***** Document text *****

U.S. News & World Report ^ | Sept. 12, 2023, at 1:06 p.m. | By Matt Whittaker - Contributor

Posted on 10/25/2023 12:12:14 PM PDT by Red Badger

DENVER — In a small, dimly lit room on the fourth floor of the History Colorado Center downtown, visitors can get a sense of what it’s like to stand at a spot on the high plains where a massacre helped spark the Indian Wars nearly 160 years ago. In the room, part of a new exhibit about the Sand Creek Massacre, a video panorama of the site in twilight is projected onto the walls and accompanied by the sound of birdsong. It is a peaceful, contemplative spot.

Yet it is also the same field where volunteer cavalrymen – emboldened by a proclamation from territorial Gov. John Evans authorizing citizens to kill “hostile Indians” – took eight hours to slaughter more than 200 Cheyenne and Arapaho in 1864. Many of the victims were women, children or elderly, and all were gathered peacefully.

***** Material *****

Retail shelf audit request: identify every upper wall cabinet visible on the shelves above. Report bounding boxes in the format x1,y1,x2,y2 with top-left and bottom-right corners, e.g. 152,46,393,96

*****

** Job A **
List every person named in the Sand Creek Massacre text.
** Job B **
In the Sand Creek Massacre text, how long did the volunteer cavalrymen take to carry out the killings?
** Job C **
Pick up the Sand Creek Massacre text after its final sentence and carry it forward.
The listing has no role here.

** Task answer A **
Matt Whittaker, Red Badger, John Evans

** Task answer B **
Eight hours.

** Task answer C **
For Native Americans in Colorado, the massacre isn’t just a museum exhibit. An hour-and-a-half drive away from the museum – and roughly 9,000 feet above it – stands Mount Evans, a popular tourist destination and towering testament to a key figure behind the massacre.

“I feel that the Evans name needs to be out of our Denver metro language,” says MorningStar Jones, a member of the Northern Cheyenne Nation and an activist in a group pushing to rename the peak. “We cannot erase the history here, but we can erase the name. It can be replaced with a name that brings healing.”

Now, yearslong efforts to rename Mount Evans are tantalizingly close to fruition. On Sept. 15, the U.S. Board on Geographic Names is expected to make a final decision about the peak’s new name, ending a chapter that has caused a reckoning with a violent past often whitewashed in history books.

“It’s exciting to see how far we’ve come,” says Rhyia JoyHeart, who is of Eastern Shoshone and Northern Arapaho ancestry and who co-founded a group that uses dance and education to increase cultural awareness about Native Americans. “We don’t want to honor somebody who instigated what was a genocide of Indigenous people.”

Sam Bock, the lead developer of the new Sand Creek Massacre exhibit that opened in the history center late last year, says the renaming discussion shows how past events continue to impact Native Americans in the present. “When talking about Sand Creek, this is not just an event in history for the descendants,” he says. “This is family history for them. This is lasting generational trauma.”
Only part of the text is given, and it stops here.